> [Mask labeling examples]
▼▼▼

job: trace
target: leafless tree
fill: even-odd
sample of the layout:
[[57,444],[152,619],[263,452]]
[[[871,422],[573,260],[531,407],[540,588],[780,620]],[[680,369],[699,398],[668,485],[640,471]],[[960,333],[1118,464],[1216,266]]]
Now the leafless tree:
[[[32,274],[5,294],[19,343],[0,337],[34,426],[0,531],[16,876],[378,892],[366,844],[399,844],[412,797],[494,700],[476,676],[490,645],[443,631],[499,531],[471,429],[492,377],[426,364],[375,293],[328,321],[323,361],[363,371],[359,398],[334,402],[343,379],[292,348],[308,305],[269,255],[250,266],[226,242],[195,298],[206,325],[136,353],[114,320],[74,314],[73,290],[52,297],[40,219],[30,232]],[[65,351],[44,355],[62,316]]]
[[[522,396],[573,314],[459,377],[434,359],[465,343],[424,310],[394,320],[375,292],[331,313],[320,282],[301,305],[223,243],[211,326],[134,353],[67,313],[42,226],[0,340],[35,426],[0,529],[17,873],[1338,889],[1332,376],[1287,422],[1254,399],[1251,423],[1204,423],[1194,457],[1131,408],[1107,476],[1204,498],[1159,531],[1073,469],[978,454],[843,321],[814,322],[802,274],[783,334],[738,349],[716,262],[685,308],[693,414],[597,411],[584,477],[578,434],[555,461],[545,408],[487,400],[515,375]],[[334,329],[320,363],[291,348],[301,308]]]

▲▲▲

> [Exercise goal] Reproduce every entry above, unchanged and in the same order.

> [Full answer]
job: trace
target: leafless tree
fill: even-odd
sample of the layout:
[[57,444],[152,619],[263,452]]
[[[871,422],[573,260],[531,407],[540,588],[780,620]],[[680,369],[699,398],[668,485],[640,471]],[[960,333],[1118,464],[1216,266]]]
Now the leafless tree:
[[[32,274],[5,294],[19,343],[0,337],[34,426],[0,531],[16,876],[378,892],[366,844],[399,844],[412,797],[494,700],[476,676],[490,645],[443,631],[499,531],[471,429],[492,377],[426,364],[375,293],[328,321],[323,361],[363,371],[359,398],[334,402],[343,379],[292,348],[308,305],[269,255],[250,266],[226,242],[195,298],[206,325],[136,353],[114,320],[74,314],[73,290],[52,297],[40,219],[30,232]],[[65,351],[44,355],[62,316]]]
[[[522,396],[573,314],[459,377],[434,359],[465,343],[424,310],[394,320],[375,292],[331,313],[320,282],[301,305],[223,243],[211,326],[134,353],[67,313],[42,226],[0,340],[35,426],[0,529],[17,873],[1338,889],[1332,376],[1287,422],[1254,399],[1251,423],[1204,423],[1194,457],[1131,408],[1107,476],[1204,498],[1159,531],[1073,469],[978,454],[843,321],[814,322],[802,274],[783,334],[738,349],[716,262],[685,308],[693,414],[597,411],[584,477],[578,434],[555,461],[545,408],[487,400],[515,375]],[[334,329],[320,363],[291,348],[301,308]]]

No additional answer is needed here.